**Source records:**
########################################
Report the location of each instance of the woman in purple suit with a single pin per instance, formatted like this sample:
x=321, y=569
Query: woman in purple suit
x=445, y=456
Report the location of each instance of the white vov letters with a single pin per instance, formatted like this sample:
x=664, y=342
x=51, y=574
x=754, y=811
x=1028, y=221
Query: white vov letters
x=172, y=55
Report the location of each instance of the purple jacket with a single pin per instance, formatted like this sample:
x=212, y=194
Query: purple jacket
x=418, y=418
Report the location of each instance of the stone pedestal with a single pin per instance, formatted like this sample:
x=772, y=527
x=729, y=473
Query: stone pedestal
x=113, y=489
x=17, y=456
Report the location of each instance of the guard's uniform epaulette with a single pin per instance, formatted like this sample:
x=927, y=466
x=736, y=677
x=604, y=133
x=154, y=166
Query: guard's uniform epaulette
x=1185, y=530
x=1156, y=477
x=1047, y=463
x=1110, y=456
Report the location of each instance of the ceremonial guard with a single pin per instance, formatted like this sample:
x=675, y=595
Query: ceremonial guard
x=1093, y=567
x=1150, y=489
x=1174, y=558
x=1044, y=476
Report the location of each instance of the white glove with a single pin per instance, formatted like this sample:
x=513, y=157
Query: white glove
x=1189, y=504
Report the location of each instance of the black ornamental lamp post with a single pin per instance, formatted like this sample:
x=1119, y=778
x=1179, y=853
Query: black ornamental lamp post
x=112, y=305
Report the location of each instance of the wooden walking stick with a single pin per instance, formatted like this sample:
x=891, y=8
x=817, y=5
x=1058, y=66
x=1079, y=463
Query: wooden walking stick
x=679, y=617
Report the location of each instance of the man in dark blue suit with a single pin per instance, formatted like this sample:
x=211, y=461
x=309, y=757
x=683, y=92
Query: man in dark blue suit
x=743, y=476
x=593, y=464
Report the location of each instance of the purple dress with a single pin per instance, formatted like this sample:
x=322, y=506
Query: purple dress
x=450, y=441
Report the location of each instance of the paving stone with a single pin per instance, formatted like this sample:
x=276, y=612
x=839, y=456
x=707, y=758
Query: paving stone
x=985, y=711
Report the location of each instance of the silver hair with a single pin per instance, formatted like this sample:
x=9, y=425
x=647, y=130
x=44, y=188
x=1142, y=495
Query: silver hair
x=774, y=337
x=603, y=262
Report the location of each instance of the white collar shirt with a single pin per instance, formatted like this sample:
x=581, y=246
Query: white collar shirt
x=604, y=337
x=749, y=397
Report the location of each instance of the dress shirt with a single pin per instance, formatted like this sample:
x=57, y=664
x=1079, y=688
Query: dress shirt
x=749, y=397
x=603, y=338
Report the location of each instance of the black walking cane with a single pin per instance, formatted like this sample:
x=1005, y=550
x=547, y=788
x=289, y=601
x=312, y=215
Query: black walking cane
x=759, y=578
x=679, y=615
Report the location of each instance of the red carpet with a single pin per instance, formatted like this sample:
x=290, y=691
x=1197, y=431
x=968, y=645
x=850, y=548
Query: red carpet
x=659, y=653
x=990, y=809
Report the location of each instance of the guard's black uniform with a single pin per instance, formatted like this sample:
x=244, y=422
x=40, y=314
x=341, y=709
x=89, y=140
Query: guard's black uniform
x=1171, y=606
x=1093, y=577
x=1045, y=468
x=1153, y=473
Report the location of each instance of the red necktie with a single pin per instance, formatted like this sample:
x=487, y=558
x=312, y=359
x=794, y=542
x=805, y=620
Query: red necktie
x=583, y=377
########################################
**Work order:**
Please reproduce the records above in their entirety, exactly as given.

**Solution to this exercise:**
Report the location of each instance of the woman in purple suit with a single pin per instance, formatted like this sample:
x=321, y=569
Query: woman in purple suit
x=445, y=456
Report the location of each instance of the white vov letters with a single pin per instance, formatted like this sample:
x=664, y=342
x=51, y=574
x=754, y=811
x=1028, y=221
Query: white vov letters
x=172, y=55
Report the location of each instance of the purple jacket with a single pin per instance, formatted like this sample:
x=212, y=194
Query: purple jacket
x=418, y=418
Report the location of each instance of the stone pedestal with a single pin per instance, formatted like this sample:
x=772, y=527
x=729, y=473
Query: stone pedestal
x=113, y=489
x=17, y=456
Report the location of each instance of the guard's uniform epaulette with a single pin per instance, formatted like this sample:
x=927, y=466
x=736, y=677
x=604, y=133
x=154, y=166
Query: guard's uniform epaulette
x=1185, y=530
x=1156, y=477
x=1047, y=463
x=1110, y=456
Report the location of each instance of the ceremonial guard with a single pin per instance, formatted like this sample:
x=675, y=595
Query: ceremonial guard
x=1093, y=567
x=1150, y=489
x=1174, y=558
x=1044, y=476
Report the location of each instance of the white glove with a single pin per instance, formatted like this sample:
x=513, y=157
Query: white glove
x=1189, y=504
Report the location of each instance of the black ornamental lamp post with a single pin per instance, formatted like this sample:
x=1119, y=778
x=1179, y=853
Query: black ornamental lamp post
x=112, y=305
Report the location of each instance of the wooden walking stick with a single pin per instance, formatted like this sample:
x=891, y=8
x=817, y=5
x=1058, y=66
x=1079, y=463
Query: wooden walking stick
x=679, y=617
Report the location of each instance of the man in dark blue suit with a single pin per instance, formatted like this sample:
x=211, y=461
x=309, y=757
x=683, y=92
Query: man in dark blue suit
x=743, y=476
x=593, y=464
Report the location of each instance of the purple dress with a single pin per instance, formatted like this sample:
x=322, y=506
Query: purple dress
x=450, y=441
Report the location of each instance of the paving stone with a single pin per instance, formatted like this sample:
x=276, y=612
x=839, y=456
x=707, y=758
Query: paving stone
x=985, y=711
Report the location of each instance of the silver hair with a single pin per instance, formatted like this sample:
x=9, y=425
x=647, y=130
x=44, y=188
x=1142, y=495
Query: silver hair
x=774, y=337
x=603, y=262
Report the location of each instance of the white collar shirt with a single pin per instance, formatted like this sample:
x=581, y=246
Query: white collar shirt
x=604, y=337
x=749, y=397
Report the location of each instance of the dress shirt with a single pin per instance, formatted like this sample:
x=57, y=664
x=1079, y=688
Query: dress shirt
x=749, y=397
x=603, y=338
Report the location of each instance of the black walking cane with a single pin per instance, formatted like this sample:
x=1005, y=550
x=547, y=788
x=289, y=601
x=312, y=215
Query: black walking cane
x=759, y=578
x=679, y=615
Report the location of each instance of the red carpet with a single pin per instance, formatted like this sample:
x=290, y=691
x=1197, y=431
x=968, y=645
x=850, y=548
Query: red carpet
x=659, y=653
x=990, y=809
Report the location of each instance of the guard's black uniform with a single pin per instance, formatted like this sample:
x=244, y=422
x=40, y=314
x=341, y=709
x=89, y=140
Query: guard's black uniform
x=1171, y=606
x=1093, y=577
x=1045, y=468
x=1153, y=473
Report the location of each instance of the red necktie with a single pin per instance, formatted like this sample:
x=487, y=558
x=312, y=359
x=794, y=542
x=805, y=620
Query: red necktie
x=583, y=377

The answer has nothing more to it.